Brack previously worked at the Prelude Behavioral Services in Iowa City, where a central mission is to provide resources to people who are struggling with substance use. Brack specifically worked in education surrounding drugs and alcohol. During her time at Prelude, education around drug usage centered around abstinence, or avoiding drugs completely.

“As far as vaping or tobacco, there’s no safe amount for teens to use. So [safe use of those drugs] is not something that we talk about,” Brack said.

However, in regards to alcohol, Prelude has a program called Prime For Life, which prepares young adults to be safe when surrounded by alcohol.

“We taught a program which spoke about once you become 21, and it’s legal to drink, what does that look like?” Brack said. “The educational component is fantastic because there’s such a myth around when somebody says they are drinking responsibly. They have no clue what that means.”

Weber believes older generations have done an inadequate job developing substance use education. She thinks health classes should focus more on safety measures rather than scare tactics.

“Abstinence education about drugs has never worked,” Weber said. “[My generation does] a huge disservice to your generation by not providing you guys with all the information and tools in a very accurate, concise way that allows you to make better choices about your brains and your bodies.”

Weber believes there is a false notion that lack of information equals less curiosity about drug usage.

“I think a lot of how we teach adolescents about drugs is based on stigma and this belief that if we don’t provide you guys with education about how to do stuff safely, that you’re just not going to do it,” Weber said.

The second anonymous source also believes drug education should shift its focus to safety and accurate information about drugs.

“I think we could do more drug education, but instead of hammering it in to not do drugs, teach kids responsible ways to do them and what to do when they’re in a very real and scary situation,” they said.

According to the Alcohol and Drug Foundation, the techniques that provide the most impactful drug education are appropriately timed with accurate information, build skills like decision-making and are relevant to real life.

Weber believes drug education is vital in the high school years due to the impressionability during adolescent development.

“For adolescents, in particular, there’s this variable that does not exist for adults. Their brains are developing and are wonderful things that are still undergoing tons of changes that can be impacted by various substance exposure,” Weber said.

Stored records

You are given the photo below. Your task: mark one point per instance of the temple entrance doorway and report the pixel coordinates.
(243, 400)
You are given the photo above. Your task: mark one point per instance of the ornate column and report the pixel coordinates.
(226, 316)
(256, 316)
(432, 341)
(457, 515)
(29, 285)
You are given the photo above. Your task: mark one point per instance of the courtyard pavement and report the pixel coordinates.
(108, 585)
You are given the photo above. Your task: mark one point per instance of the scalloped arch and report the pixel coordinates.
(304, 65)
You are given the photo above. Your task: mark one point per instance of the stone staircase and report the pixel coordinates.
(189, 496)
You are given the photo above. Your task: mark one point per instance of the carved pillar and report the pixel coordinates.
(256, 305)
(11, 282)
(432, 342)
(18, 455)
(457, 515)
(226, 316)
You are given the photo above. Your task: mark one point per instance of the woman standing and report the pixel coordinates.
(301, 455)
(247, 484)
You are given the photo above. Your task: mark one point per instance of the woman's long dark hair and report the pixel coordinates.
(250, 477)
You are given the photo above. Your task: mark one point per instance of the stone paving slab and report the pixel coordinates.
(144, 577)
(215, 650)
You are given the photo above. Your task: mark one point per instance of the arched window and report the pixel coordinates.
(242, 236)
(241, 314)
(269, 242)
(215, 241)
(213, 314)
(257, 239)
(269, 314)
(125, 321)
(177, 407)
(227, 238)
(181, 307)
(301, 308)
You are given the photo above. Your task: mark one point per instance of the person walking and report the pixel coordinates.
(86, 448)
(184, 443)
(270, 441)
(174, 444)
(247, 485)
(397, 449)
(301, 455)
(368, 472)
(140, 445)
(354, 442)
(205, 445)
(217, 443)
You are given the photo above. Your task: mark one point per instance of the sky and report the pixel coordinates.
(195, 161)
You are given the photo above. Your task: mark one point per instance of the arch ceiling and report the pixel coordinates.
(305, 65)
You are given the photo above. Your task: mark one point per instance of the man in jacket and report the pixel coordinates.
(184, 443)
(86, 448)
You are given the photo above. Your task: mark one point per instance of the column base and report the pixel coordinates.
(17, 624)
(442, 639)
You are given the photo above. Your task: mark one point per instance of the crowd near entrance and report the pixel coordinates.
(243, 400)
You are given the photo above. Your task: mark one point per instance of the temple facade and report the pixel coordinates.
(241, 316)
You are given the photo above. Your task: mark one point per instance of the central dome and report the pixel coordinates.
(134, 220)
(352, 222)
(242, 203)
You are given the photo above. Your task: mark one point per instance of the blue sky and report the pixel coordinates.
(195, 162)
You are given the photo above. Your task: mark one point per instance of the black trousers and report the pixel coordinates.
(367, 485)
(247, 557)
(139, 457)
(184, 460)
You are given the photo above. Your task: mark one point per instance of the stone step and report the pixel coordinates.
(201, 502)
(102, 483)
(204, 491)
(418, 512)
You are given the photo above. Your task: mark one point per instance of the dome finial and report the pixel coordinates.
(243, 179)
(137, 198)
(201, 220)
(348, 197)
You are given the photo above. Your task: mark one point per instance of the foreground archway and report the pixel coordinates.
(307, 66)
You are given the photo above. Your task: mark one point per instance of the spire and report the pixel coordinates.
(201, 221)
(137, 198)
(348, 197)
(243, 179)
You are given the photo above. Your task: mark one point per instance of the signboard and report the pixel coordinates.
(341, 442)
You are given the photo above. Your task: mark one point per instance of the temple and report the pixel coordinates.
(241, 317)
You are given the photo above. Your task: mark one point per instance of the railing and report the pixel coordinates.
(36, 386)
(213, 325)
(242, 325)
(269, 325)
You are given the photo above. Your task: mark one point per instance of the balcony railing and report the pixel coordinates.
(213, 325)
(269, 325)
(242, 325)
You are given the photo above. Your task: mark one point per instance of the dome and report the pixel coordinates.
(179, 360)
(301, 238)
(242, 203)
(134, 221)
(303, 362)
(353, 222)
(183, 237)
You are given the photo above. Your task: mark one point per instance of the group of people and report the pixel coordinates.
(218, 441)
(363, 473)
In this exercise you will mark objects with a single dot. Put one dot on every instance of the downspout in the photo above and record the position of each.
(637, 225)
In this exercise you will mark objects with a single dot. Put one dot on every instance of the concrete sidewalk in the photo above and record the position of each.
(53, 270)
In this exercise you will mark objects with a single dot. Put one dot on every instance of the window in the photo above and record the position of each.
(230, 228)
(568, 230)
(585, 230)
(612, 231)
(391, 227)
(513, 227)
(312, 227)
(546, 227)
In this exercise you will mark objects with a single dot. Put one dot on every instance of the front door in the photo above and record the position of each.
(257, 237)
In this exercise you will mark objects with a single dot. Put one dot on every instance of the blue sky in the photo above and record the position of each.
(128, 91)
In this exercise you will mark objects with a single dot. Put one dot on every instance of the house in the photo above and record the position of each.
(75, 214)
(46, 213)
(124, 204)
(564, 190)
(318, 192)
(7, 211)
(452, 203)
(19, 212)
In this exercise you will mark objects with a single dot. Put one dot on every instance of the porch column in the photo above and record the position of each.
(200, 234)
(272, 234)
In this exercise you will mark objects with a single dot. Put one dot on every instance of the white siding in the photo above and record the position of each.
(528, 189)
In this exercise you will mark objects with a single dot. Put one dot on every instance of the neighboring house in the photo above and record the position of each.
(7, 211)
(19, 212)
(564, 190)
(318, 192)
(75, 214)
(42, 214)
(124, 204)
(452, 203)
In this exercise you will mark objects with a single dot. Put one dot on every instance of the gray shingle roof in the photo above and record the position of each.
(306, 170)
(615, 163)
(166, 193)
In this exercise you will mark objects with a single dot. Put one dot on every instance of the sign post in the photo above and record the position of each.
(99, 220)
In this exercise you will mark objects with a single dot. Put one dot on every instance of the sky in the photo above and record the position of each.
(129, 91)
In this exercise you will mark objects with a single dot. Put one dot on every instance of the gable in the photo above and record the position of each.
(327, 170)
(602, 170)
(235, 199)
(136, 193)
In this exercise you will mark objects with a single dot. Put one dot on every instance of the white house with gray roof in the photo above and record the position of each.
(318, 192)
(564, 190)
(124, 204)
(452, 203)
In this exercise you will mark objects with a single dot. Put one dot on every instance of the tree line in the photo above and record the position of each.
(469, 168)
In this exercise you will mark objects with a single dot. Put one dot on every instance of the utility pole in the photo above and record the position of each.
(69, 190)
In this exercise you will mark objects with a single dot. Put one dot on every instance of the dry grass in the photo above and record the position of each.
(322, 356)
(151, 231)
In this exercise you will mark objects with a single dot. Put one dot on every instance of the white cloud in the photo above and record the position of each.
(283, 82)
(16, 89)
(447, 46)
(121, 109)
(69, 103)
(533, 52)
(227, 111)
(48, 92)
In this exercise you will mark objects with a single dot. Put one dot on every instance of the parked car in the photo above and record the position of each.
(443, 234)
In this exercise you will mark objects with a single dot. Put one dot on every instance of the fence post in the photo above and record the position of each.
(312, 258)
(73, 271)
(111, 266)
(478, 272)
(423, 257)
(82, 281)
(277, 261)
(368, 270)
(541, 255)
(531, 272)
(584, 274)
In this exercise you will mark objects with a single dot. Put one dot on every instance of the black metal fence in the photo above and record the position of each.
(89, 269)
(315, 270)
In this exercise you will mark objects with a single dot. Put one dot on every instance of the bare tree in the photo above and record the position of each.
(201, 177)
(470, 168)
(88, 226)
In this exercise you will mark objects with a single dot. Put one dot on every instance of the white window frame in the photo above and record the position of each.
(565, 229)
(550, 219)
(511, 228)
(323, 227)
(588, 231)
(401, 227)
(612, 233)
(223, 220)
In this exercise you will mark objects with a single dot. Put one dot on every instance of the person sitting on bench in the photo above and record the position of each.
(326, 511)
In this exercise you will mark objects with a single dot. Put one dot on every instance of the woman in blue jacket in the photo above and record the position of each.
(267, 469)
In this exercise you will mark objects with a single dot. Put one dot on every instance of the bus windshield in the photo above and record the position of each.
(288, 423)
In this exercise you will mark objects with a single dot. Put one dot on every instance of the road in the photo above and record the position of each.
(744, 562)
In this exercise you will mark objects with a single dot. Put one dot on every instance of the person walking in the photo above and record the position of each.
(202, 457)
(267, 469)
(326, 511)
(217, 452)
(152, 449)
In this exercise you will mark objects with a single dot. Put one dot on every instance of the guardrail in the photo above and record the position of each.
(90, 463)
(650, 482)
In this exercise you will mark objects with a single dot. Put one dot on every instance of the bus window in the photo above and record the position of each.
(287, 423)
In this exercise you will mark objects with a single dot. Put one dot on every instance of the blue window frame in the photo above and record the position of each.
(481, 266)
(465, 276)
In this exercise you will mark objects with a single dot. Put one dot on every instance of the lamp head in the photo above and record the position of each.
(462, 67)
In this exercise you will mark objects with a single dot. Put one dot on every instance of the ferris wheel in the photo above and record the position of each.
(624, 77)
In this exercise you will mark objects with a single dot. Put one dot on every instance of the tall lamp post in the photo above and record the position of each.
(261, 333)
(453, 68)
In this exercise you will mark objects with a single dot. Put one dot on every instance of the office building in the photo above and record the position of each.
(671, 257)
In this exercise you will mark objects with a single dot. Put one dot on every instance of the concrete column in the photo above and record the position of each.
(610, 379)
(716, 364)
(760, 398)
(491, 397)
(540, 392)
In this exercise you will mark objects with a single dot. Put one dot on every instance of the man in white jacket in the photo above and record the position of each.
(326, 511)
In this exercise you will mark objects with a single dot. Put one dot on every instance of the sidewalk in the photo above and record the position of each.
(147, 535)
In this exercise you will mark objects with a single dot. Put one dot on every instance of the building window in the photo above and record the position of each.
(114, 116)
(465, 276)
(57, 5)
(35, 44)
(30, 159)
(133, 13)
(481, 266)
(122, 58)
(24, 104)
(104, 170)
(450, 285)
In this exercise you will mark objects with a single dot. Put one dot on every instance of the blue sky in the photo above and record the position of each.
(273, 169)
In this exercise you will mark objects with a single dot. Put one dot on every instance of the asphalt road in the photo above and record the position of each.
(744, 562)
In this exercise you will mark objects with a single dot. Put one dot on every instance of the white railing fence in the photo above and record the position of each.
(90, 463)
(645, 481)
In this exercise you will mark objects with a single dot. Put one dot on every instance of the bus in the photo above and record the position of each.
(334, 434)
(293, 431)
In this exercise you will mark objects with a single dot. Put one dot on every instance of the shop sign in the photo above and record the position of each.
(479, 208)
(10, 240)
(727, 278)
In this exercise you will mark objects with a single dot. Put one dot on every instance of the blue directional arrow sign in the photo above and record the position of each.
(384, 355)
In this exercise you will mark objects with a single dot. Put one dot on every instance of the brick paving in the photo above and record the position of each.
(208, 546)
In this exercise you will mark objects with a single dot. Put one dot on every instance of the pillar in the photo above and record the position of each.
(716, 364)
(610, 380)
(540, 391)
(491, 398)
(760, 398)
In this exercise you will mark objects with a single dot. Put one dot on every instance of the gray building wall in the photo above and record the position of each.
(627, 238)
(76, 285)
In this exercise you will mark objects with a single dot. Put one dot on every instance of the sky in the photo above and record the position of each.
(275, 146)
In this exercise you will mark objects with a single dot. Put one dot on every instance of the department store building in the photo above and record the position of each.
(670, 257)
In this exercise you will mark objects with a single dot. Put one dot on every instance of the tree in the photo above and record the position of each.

REQUIREMENT: Write the next part of the article on drug education for teens, picking up after Weber's last quote.

TASK RESULT:
The teenage brain is more susceptible to substance abuse because the pleasure centers of the brain develop more rapidly than the parts of the brain involved in making decisions. According to the CDC, drug usage at these adolescent ages is likely to affect the growth of teens, occur simultaneously with other risky behaviors and lead to the development of adult health problems, such as heart disease and sleep disorders.

West High has compiled resources for students who are struggling with substance abuse. Brack recommends reaching out to a trusted adult in the building to get access to these resources. Once connected with an adult, students can receive quick access to medical attention, support groups, therapy or rehab programs.

When students approach Student Family Advocate Christine Dougan with substance abuse issues, the cause is often mental health issues. From these interactions, Dougan believes the core focus to mitigate substance use should be on student mental health and providing adequate resources in response to the pandemic.

“I think we are in a unique sort of global experience the last couple years … the world is literally and metaphorically on fire. Our school structure looks the exact same as it did pre-COVID: same amount of guidance counselors, same amount of SFAs, same amount of teachers and same school day,” Dougan said. “So we’re all experiencing this collective trauma, and we’re proceeding as if [we’re] not.”

Despite the lack of adjustments made in response to the pandemic, the third anonymous source believes it is vital to understand the significance of drug addiction. 

“You’re going to be putting aside your own values because that’s what addiction does,” they said. “It grows on you. It grows on you like a tumor, and it’ll latch on to you.”